> **WORK INSTRUCTION**
When you write out the material, keep every line exactly as it is.

****************************************

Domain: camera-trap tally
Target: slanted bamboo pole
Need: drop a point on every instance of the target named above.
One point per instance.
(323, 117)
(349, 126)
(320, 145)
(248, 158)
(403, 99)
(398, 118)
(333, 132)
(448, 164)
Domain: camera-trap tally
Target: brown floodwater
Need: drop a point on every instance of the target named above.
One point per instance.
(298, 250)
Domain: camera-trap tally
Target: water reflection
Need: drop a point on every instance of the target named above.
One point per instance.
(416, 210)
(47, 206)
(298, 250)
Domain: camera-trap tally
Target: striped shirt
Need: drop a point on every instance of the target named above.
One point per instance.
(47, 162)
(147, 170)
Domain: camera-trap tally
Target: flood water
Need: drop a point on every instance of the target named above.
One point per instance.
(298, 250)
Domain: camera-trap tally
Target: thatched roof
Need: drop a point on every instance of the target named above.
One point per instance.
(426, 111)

****************************************

> **OUTPUT**
Domain: camera-trap tally
Target: slanted bamboo pole
Need: drop a point on every instance of the target named above.
One point per instance.
(323, 117)
(349, 126)
(320, 145)
(248, 158)
(403, 99)
(398, 118)
(333, 132)
(448, 164)
Domain: camera-trap tally
Target: brown floodwater
Need: drop a point on every instance of the target named above.
One point per instance.
(298, 250)
Domain: camera-trap tally
Target: water reflection
Need: drop a point on every instance of the target named above.
One point per instance.
(416, 210)
(47, 206)
(298, 250)
Domain: camera-trap tally
Target: striped shirt
Need: drop a point on every instance of the target named above.
One point per instance.
(47, 162)
(147, 170)
Domain: camera-trap tally
Target: flood water
Need: drop a point on every instance of the target named above.
One point per instance.
(298, 250)
Domain: camera-trap tally
Target: thatched roof
Need: drop a point on every instance of the target named above.
One point per instance.
(426, 111)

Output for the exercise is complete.